#### [About this exercise]
Using the material that follows, identify and copy each line with the string "target".
========================
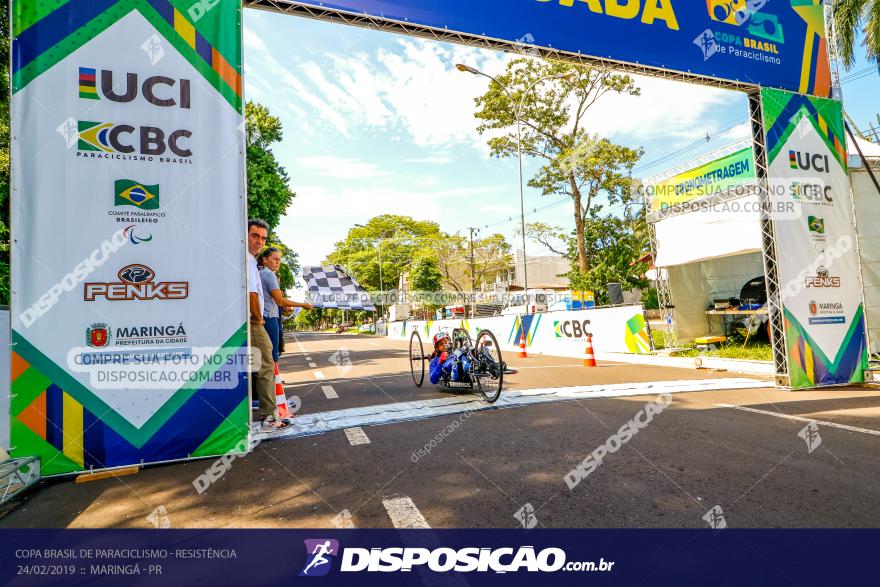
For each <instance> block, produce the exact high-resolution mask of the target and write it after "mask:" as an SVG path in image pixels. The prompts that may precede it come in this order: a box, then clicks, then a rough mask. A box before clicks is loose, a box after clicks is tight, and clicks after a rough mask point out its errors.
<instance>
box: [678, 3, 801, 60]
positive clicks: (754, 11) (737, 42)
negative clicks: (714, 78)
mask: <svg viewBox="0 0 880 587" xmlns="http://www.w3.org/2000/svg"><path fill="white" fill-rule="evenodd" d="M767 2H768V0H706V8H707V10H708V12H709V18H711V19H712V20H714V21H715V22H719V23H724V24H726V25H732V26H735V27H740V30H741V31H744V32H745V33H746V34H747V35H750V36H740V35H738V34H733V33H731V32H729V30H713V29H706V30H705V31H703V32H702V33H700V34H699V35H698V36H697V38H696V39H694V44H695V45H696V46H697V47H699V48H700V50H701V51H702V52H703V60H704V61H708V60H709V58H711V57H712V56H713V55H715V54H716V53H721V54H723V55H731V56H734V57H739V58H742V59H748V60H753V59H757V60H759V61H763V62H767V63H774V64H776V65H780V64H781V63H782V62H781V61H780V59H779V57H778V55H779V45H782V44H784V43H785V36H784V35H783V32H782V25H781V24H779V18H778V17H777V16H776V15H775V14H768V13H766V12H761V9H762V8H764V6H765V5H766V4H767ZM755 52H757V53H755Z"/></svg>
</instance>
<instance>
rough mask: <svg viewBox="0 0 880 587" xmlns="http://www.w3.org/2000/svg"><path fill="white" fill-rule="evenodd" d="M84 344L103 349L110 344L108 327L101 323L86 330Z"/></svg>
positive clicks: (104, 324)
mask: <svg viewBox="0 0 880 587" xmlns="http://www.w3.org/2000/svg"><path fill="white" fill-rule="evenodd" d="M86 344H87V345H89V346H90V347H92V348H104V347H106V346H107V345H108V344H110V327H109V326H107V324H105V323H103V322H95V323H94V324H92V325H91V326H89V327H88V328H86Z"/></svg>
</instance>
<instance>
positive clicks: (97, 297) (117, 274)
mask: <svg viewBox="0 0 880 587" xmlns="http://www.w3.org/2000/svg"><path fill="white" fill-rule="evenodd" d="M117 277H119V281H118V282H109V283H86V284H84V286H83V292H84V295H83V299H84V300H85V301H87V302H94V301H95V300H96V299H97V298H105V299H107V300H108V301H111V302H115V301H131V300H185V299H186V298H187V297H189V282H188V281H165V282H159V283H156V282H155V277H156V272H155V271H153V270H152V269H150V268H149V267H147V266H146V265H141V264H139V263H135V264H132V265H127V266H125V267H123V268H122V269H120V270H119V273H117Z"/></svg>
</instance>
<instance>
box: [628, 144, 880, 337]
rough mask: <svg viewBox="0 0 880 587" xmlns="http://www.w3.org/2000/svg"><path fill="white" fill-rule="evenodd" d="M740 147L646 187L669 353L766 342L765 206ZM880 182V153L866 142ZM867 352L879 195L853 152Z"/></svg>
mask: <svg viewBox="0 0 880 587" xmlns="http://www.w3.org/2000/svg"><path fill="white" fill-rule="evenodd" d="M744 145H745V144H744V143H735V144H733V145H730V146H728V147H725V148H723V149H719V150H718V151H714V152H712V153H709V154H707V155H705V156H703V157H701V158H699V159H697V160H695V161H691V162H689V163H687V164H684V165H680V166H678V167H676V168H673V169H670V170H668V171H666V172H664V173H661V174H658V175H657V176H654V177H652V178H649V179H647V180H645V181H644V185H645V186H646V193H647V196H648V198H649V203H648V206H649V212H648V222H649V225H650V227H651V234H652V237H653V245H654V267H655V269H654V270H653V271H652V272H651V275H649V277H653V278H654V280H655V284H656V286H657V292H658V299H659V302H660V309H661V314H662V317H663V321H664V322H665V323H666V324H667V325H668V327H667V329H666V330H665V331H664V334H665V335H664V338H665V339H666V340H665V344H666V346H667V348H672V347H676V346H683V345H690V344H694V343H695V344H696V345H697V346H698V348H704V349H706V348H708V349H711V348H712V347H713V346H714V345H715V344H719V343H721V342H723V341H724V340H725V338H728V339H729V338H730V337H731V336H733V337H739V338H740V339H742V338H745V339H746V340H748V339H750V338H757V339H761V338H763V339H769V328H768V327H767V322H768V309H767V290H766V281H765V273H764V272H765V269H764V262H763V255H762V233H761V222H760V219H761V207H760V205H759V200H758V194H757V184H756V180H755V168H754V157H753V154H752V150H751V147H749V146H744ZM859 147H860V148H861V150H862V153H863V154H864V156H865V159H866V160H867V161H868V162H869V163H870V164H871V165H872V167H873V169H874V175H875V177H876V178H878V179H880V145H876V144H873V143H870V142H868V141H864V140H862V139H859ZM848 152H849V161H848V164H849V170H850V174H851V177H852V184H853V195H854V197H853V200H854V206H855V216H856V219H857V224H858V228H859V237H860V242H859V245H860V254H861V262H862V274H863V281H864V289H865V293H864V297H865V308H866V316H867V323H868V328H869V348H870V349H871V350H872V352H877V351H878V350H880V233H878V232H877V229H876V227H877V225H878V224H880V190H878V188H875V185H874V183H873V181H872V179H871V177H870V175H869V173H868V172H867V170H866V169H865V167H864V164H863V162H862V159H861V157H860V156H859V155H858V154H857V151H856V149H855V148H854V146H853V145H852V144H848Z"/></svg>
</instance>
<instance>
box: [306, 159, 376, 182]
mask: <svg viewBox="0 0 880 587" xmlns="http://www.w3.org/2000/svg"><path fill="white" fill-rule="evenodd" d="M294 166H295V167H307V168H309V170H310V171H311V172H312V173H314V174H316V175H320V176H324V177H333V178H336V179H367V178H376V177H385V176H387V175H389V173H388V172H387V171H385V170H383V169H381V168H380V167H379V166H378V165H374V164H373V163H367V162H365V161H361V160H360V159H354V158H347V157H331V156H326V155H324V156H315V157H302V158H300V159H297V160H296V162H295V163H294Z"/></svg>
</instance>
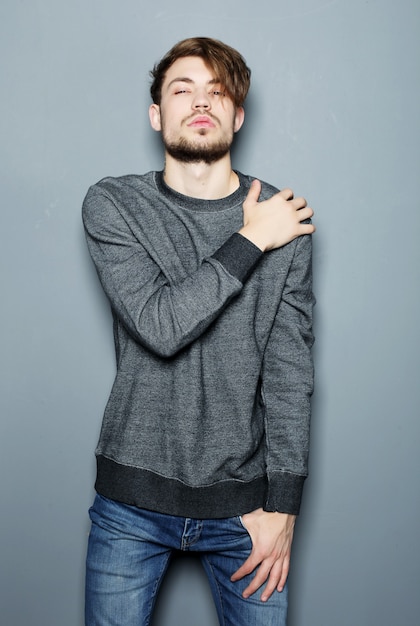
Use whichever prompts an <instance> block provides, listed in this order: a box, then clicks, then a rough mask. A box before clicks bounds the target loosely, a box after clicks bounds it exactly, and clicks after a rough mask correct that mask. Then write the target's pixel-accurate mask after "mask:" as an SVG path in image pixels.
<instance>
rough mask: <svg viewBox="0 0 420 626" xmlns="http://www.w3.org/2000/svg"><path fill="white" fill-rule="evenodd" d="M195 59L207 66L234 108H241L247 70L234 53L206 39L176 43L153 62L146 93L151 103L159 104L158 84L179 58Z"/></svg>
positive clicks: (160, 96) (160, 82)
mask: <svg viewBox="0 0 420 626" xmlns="http://www.w3.org/2000/svg"><path fill="white" fill-rule="evenodd" d="M189 56H195V57H200V58H201V59H203V61H204V63H205V64H206V65H207V67H208V68H209V69H210V70H211V71H212V72H213V73H214V76H215V78H217V80H219V81H220V83H221V84H222V85H223V87H224V89H225V90H226V92H227V95H228V96H229V97H230V98H231V99H232V101H233V103H234V105H235V106H236V107H240V106H242V105H243V103H244V100H245V98H246V95H247V93H248V89H249V85H250V79H251V70H250V69H249V67H247V65H246V63H245V60H244V58H243V57H242V55H240V54H239V52H238V51H237V50H235V49H234V48H231V47H230V46H228V45H226V44H224V43H222V42H221V41H219V40H217V39H210V38H209V37H191V38H190V39H184V40H183V41H180V42H178V43H177V44H175V46H173V48H171V50H169V52H168V53H167V54H165V56H164V57H163V58H162V59H161V60H160V61H159V63H156V65H155V66H154V68H153V70H152V71H151V72H150V75H151V77H152V78H153V82H152V85H151V87H150V94H151V96H152V100H153V102H154V103H155V104H160V101H161V97H162V84H163V81H164V80H165V75H166V72H167V71H168V69H169V68H170V67H171V65H173V63H175V61H177V60H178V59H181V58H183V57H189Z"/></svg>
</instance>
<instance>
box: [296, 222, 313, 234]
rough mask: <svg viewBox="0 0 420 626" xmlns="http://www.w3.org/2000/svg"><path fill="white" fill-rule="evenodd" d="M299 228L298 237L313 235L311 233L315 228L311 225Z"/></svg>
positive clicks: (304, 224)
mask: <svg viewBox="0 0 420 626" xmlns="http://www.w3.org/2000/svg"><path fill="white" fill-rule="evenodd" d="M299 228H300V233H299V235H313V233H314V232H315V231H316V228H315V226H314V225H313V224H300V227H299Z"/></svg>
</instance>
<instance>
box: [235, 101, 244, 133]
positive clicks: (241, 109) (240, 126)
mask: <svg viewBox="0 0 420 626" xmlns="http://www.w3.org/2000/svg"><path fill="white" fill-rule="evenodd" d="M244 119H245V110H244V108H243V107H238V108H237V109H236V113H235V120H234V123H233V130H234V132H235V133H237V132H238V130H239V129H240V128H241V126H242V124H243V123H244Z"/></svg>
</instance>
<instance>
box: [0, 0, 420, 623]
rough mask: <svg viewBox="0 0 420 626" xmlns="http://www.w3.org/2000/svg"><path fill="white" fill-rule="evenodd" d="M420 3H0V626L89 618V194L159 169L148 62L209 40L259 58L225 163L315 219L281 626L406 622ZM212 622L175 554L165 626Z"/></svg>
mask: <svg viewBox="0 0 420 626" xmlns="http://www.w3.org/2000/svg"><path fill="white" fill-rule="evenodd" d="M419 22H420V3H419V2H418V0H411V1H410V0H400V1H399V2H395V1H394V0H382V1H380V0H370V1H367V0H352V1H351V2H350V1H349V0H348V1H344V0H341V1H340V0H336V1H333V0H331V1H329V0H284V1H279V0H271V1H270V0H259V2H255V1H254V0H253V1H251V0H242V1H241V2H235V3H234V2H229V1H228V0H223V1H221V0H214V1H213V2H212V3H207V4H203V3H197V2H191V1H188V0H178V2H173V1H172V0H171V1H169V0H164V1H163V2H151V3H145V2H143V3H141V2H140V1H138V0H137V1H136V0H118V1H117V0H72V1H70V0H69V1H64V0H2V2H1V5H0V30H1V32H0V46H1V59H2V64H1V66H2V67H1V77H0V78H1V83H0V84H1V90H2V96H1V103H0V106H1V109H2V110H1V117H0V128H1V149H2V163H1V178H2V182H1V200H2V207H1V233H2V237H1V246H0V254H1V275H2V283H1V284H2V289H1V293H2V304H1V317H2V320H1V324H2V333H1V350H0V355H1V367H2V372H1V393H0V402H1V422H0V472H1V473H0V476H1V483H0V484H1V487H0V489H1V492H0V498H1V500H0V501H1V517H0V525H1V528H0V542H1V545H0V554H1V556H0V567H1V581H0V601H1V623H2V624H4V625H5V626H27V625H29V624H30V625H31V626H80V625H81V624H82V588H83V559H84V552H85V546H86V538H87V532H88V519H87V509H88V507H89V505H90V503H91V500H92V497H93V480H94V457H93V451H94V447H95V444H96V440H97V436H98V432H99V427H100V421H101V416H102V410H103V408H104V404H105V401H106V398H107V395H108V392H109V390H110V385H111V383H112V379H113V374H114V356H113V347H112V336H111V324H110V315H109V311H108V305H107V303H106V301H105V299H104V297H103V296H102V294H101V291H100V288H99V286H98V284H97V281H96V276H95V273H94V270H93V268H92V266H91V263H90V260H89V258H88V255H87V252H86V248H85V243H84V239H83V233H82V227H81V221H80V206H81V203H82V200H83V197H84V194H85V192H86V190H87V188H88V186H89V185H90V184H91V183H93V182H95V181H96V180H98V179H99V178H102V177H103V176H105V175H120V174H125V173H135V172H136V173H141V172H144V171H147V170H149V169H153V168H160V167H161V162H162V161H161V156H162V154H161V149H160V145H159V142H158V138H157V136H155V135H154V134H153V132H152V131H151V130H150V129H149V126H148V118H147V107H148V104H149V100H148V70H149V69H150V68H151V66H152V64H153V63H154V62H155V61H156V60H157V59H158V58H160V56H161V55H162V54H163V53H164V52H166V50H167V49H168V48H169V47H170V46H171V45H172V44H173V43H175V41H177V40H179V39H181V38H184V37H187V36H191V35H209V36H214V37H218V38H221V39H222V40H225V41H226V42H228V43H230V44H231V45H233V46H235V47H237V48H238V49H239V50H240V51H241V52H242V53H243V54H244V56H245V57H246V59H247V61H248V63H249V64H250V66H251V67H252V68H253V87H252V92H251V95H250V98H249V101H248V103H247V107H246V110H247V120H246V126H245V128H244V129H243V130H242V131H241V134H240V137H239V138H238V143H237V145H236V149H235V151H234V164H235V166H236V167H237V168H239V169H242V170H243V171H244V172H247V173H251V174H254V175H256V176H259V177H261V178H264V179H266V180H269V181H270V182H272V183H274V184H277V185H278V186H286V185H287V186H291V187H292V188H293V189H295V191H296V193H298V194H304V195H306V196H307V197H308V199H309V200H310V203H311V204H312V206H313V207H314V209H315V211H316V220H315V221H316V225H317V228H318V231H317V233H316V235H315V236H314V245H315V258H314V269H315V277H316V278H315V289H316V295H317V299H318V305H317V309H316V334H317V343H316V350H315V356H316V364H317V392H316V396H315V398H314V416H313V435H312V454H311V476H310V479H309V480H308V482H307V485H306V491H305V500H304V505H303V510H302V514H301V517H300V519H299V523H298V528H297V536H296V541H295V545H294V560H293V570H292V575H291V583H292V593H291V608H290V626H417V625H418V624H419V614H420V600H419V597H420V594H419V593H418V585H419V581H420V576H419V574H420V572H419V569H420V558H419V557H420V555H419V539H418V528H419V487H418V482H419V480H418V479H419V469H420V468H419V465H420V454H419V452H418V448H419V435H420V426H419V419H418V418H419V381H418V379H419V330H418V324H419V286H420V282H419V278H420V277H419V269H420V246H419V244H418V230H419V226H420V219H419V198H418V179H419V173H420V167H419V140H420V137H419V96H420V90H419V87H420V85H419V76H420V72H419V52H420V51H419V41H420V37H419V32H420V30H419V26H420V23H419ZM177 625H180V626H189V625H194V626H215V625H216V618H215V613H214V609H213V608H212V604H211V600H210V596H209V591H208V588H207V583H206V581H205V580H204V578H203V576H202V574H201V571H200V569H199V567H198V565H197V563H195V562H191V563H186V562H184V561H182V562H177V563H176V564H175V566H174V568H173V569H172V570H171V572H170V575H169V578H168V580H167V582H166V584H165V585H164V588H163V592H162V596H161V603H160V607H159V610H158V613H157V615H156V619H155V626H177Z"/></svg>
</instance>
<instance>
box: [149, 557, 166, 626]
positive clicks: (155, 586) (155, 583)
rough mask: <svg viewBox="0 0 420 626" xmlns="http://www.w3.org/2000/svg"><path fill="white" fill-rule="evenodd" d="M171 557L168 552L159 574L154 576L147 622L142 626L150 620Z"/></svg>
========================
#### [Solution to this exercise]
For each <instance> block, produce the exact high-resolution mask of the target and write it after "mask:" as an SVG path in image pixels. The prompts that may precede it come in this order: a box, then clicks, then a rough mask. A box before clicks is loose, a box after clicks is tight, and clicks after a rough mask point out its errors.
Use whichever prompts an <instance> block provides, listed in this order: a box, then clicks, then a rough mask. A box before clicks bounds the target loosely, a box after clicks bounds it exactly, and clicks after a rough mask correct that mask. Then write the target's pixel-accurate mask after "mask:" as an SVG path in image pixels.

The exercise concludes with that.